СПИСОК ЗАДАЧ.
- 1) Дословно перепишите фрагмент текста о Жираре: начните со слов «Часто замечаешь, что, если» и остановитесь после слов «Библии абсолютное предпочтение.».
- 2) Приведите продолжение текста о Жираре, начиная сразу после его последнего предложения.

СТАТЬЯ.

Гегель утверждал, что христианство постепенно готовится к условиям, благоприятным для его же гибели, и триумф христианства возвестит об окончании его господства. Возможно, мы уже дошли до этой точки, как замечает Жирар в начале своего труда. И этот неортодоксальный христианин, увлеченный темой насилия больше, чем темой любви, – разве он не приложил руку к этому краху надежд, разве он, вопреки своим же устремлениям, не принадлежит к числу тех ниспровергателей мифов, которые заново перевели на язык разума мистерии Страстей и Крестных Страданий?
337
* * *
Когда долгая жизнь Жирара близилась к закату, Сандор Гудхарт задал ему занимавший многих вопрос: «Что вы ответите тем, кто утверждает, что вы оказываете предпочтение грекам, евреям, христианам, различным народам с западным культурным наследием, а не другим этническим группам?» Что, если выводы Жирара в действительности верны только для истории и культуры Запада? Жирар мог бы преспокойно ответить, что в «Насилии и священном» рассмотрены племена из Африки и Индонезии, Полинезии и Бразилии, а в «Козле отпущения» есть целая глава о Теотиуакане. Но он пошел другим путем: прочел в Национальной библиотеке Франции цикл лекций о ведической традиции, который позднее стал небольшой – примерно на сотню страниц – книгой «Жертвоприношение»
338. Отвечая же на вопрос Гудхарта в интервью в формате «вопрос – ответ» (которое стало одним из его последних), Жирар дал краткую характеристику индуизму
339. Изучать Веды непросто, это был бы заковыристый предмет, вероятно, даже для многих образованных индуистов. И все же эта книга до какой-то степени стала ответом критикам, утверждавшим, что у Жирара слишком узкий контекст; впрочем, это обвинение с самого начала было не самым убедительным – достаточно вспомнить широкий спектр примеров в «Насилии и священном».
Часто замечаешь, что, если сравнивать с риторически громкими заявлениями в его книгах, в интервью Жирар высказывается мягче и с оговорками. В беседе с Гудхартом Жирар неожиданно изменил свою позицию, причем почитатель Вед Роберто Калассо устроил бы ему овацию. Отвечая на вопрос о том, что он якобы «оказывает предпочтение» иудео-христианской традиции, Жирар заявил, что его неверно поняли и он не хотел бы оказывать Библии абсолютное предпочтение.
В священных текстах Индии о жертвоприношении сказано то же самое, что говорит Жирар: «Они сообщают вам о жертве как решении проблемы насилия. Они сообщают вам обо всем». Те же паттерны стирания социальных различий, миметического кризиса и даже линчевания Жирар обнаружил, например, в истории о Пуруше из Ригведы: того убивают, расчленяют, а в итоге обожествляют.
Индия подошла к истине близко, но недостаточно. Индийские древние тексты не вышли за пределы концепции жертвоприношения и его характерной мистики. В этих текстах механизмы козла отпущения «остаются недешифрованными и неотделимыми от жертвенной иллюзии»

ЗАПИСИ НАБОРА ДАННЫХ.
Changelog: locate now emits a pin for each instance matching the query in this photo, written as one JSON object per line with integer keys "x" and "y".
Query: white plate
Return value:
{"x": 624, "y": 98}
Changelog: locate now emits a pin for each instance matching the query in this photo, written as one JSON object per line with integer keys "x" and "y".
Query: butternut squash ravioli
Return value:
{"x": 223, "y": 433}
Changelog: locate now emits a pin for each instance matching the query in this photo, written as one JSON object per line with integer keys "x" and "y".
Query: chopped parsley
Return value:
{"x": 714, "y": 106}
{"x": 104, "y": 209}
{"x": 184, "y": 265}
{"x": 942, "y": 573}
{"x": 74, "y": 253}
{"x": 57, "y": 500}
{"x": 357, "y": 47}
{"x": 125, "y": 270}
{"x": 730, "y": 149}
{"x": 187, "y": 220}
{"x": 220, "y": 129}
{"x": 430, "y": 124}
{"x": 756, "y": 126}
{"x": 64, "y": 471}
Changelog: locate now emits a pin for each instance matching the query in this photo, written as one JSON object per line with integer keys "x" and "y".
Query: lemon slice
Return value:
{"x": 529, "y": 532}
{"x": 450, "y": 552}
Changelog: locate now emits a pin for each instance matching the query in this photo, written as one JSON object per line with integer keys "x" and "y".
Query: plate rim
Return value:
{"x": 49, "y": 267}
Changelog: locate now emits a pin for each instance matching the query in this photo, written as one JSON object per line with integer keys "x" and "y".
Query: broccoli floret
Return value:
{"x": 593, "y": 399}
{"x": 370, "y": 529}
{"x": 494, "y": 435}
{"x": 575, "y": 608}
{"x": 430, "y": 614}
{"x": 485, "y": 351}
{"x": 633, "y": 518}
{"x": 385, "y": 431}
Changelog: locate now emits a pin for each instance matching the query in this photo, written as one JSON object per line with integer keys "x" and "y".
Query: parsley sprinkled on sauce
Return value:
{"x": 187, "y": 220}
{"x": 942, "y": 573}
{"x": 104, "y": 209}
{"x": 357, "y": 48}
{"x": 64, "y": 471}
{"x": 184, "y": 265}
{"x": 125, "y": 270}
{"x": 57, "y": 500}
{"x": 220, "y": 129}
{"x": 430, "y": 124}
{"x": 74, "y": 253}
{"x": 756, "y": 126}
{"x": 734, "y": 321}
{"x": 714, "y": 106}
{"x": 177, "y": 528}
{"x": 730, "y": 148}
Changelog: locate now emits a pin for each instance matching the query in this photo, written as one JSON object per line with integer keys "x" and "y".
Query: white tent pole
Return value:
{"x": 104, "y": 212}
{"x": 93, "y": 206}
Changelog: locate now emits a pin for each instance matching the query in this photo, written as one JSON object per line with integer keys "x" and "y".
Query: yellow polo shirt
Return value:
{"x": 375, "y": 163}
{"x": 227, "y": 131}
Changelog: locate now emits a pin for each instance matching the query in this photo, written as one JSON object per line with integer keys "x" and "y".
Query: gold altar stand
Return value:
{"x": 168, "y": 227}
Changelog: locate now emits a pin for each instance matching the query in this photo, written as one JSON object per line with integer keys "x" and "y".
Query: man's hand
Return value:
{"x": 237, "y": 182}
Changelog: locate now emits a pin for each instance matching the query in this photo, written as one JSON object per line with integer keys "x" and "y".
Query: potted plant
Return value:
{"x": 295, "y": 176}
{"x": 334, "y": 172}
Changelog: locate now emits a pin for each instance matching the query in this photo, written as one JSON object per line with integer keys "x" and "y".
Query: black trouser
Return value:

ОТВЕТЫ ПО ЗАДАЧАМ.
- 1)
Часто замечаешь, что, если сравнивать с риторически громкими заявлениями в его книгах, в интервью Жирар высказывается мягче и с оговорками. В беседе с Гудхартом Жирар неожиданно изменил свою позицию, причем почитатель Вед Роберто Калассо устроил бы ему овацию. Отвечая на вопрос о том, что он якобы «оказывает предпочтение» иудео-христианской традиции, Жирар заявил, что его неверно поняли и он не хотел бы оказывать Библии абсолютное предпочтение.

- 2)
340. Тем не менее в Упанишадах есть «пафос, направленный против жертвоприношения: там жертвоприношение расценивается как убийство и отвергается» – в смысле отвергается до того, как индуизм вернулся к более архаическим представлениям о жертвоприношении. В некоторых Упанишадах, отметил Жирар, «от слова „жертвоприношение“ не отказываются, но говорят, что жертвоприношение должно быть чисто внутренним».
Буддизм, расцветший из индуистских корней, тоже не дошел до истины, как и ислам. Буддизм выступает против жертвоприношения. «В то же время приходится признать, что на территории своего господства буддизм не уничтожил более ранние формы жертвоприношения в той мере, в какой уничтожило их христианство. Не сделал этого и ислам. Ислам остается совместимым с определенными формами жертвоприношения животных, они признаются»
341. В иудаизме жертвоприношения прекратились после того, как римляне разрушили Иерусалим (перебив, как утверждает Иосиф Флавий, более миллиона евреев) и заодно Второй Храм. Разрушение Храма знаменовало конец традиционной еврейской культуры и ритуалов: многие обряды могли совершаться только в Иерусалимском Храме. Можно было бы утверждать, что это не столько отказ от жертвоприношения, сколько вынужденная адаптация к новым условиям.
В своей книге «Жертвоприношение» Жирар, очевидно, лишь бродит по мелководью очень глубокого океана, и признает это сам, добавляя, что требуются дальнейшие исследования. Упанишады писались и собирались воедино на протяжении долгого периода – примерно с 1200 года до н.э. до 500 года н.э., и вряд ли можно обобщенно утверждать, как это делает Жирар, что они написаны «во времена великих еврейских пророков»
342, не уточняя, какие конкретно тексты мы рассматриваем. Вдобавок Жирар признает, что работает не с первоисточниками на санскрите, а с работой «Доктрина жертвоприношения в брахманах» Сильвена Леви (1863–1935), чьей памяти посвящена книга Жирара. Когда в будущем его тексты переведут на языки Азии, это привлечет новую аудиторию и, будем надеяться, станет стимулом для новых исследований
343.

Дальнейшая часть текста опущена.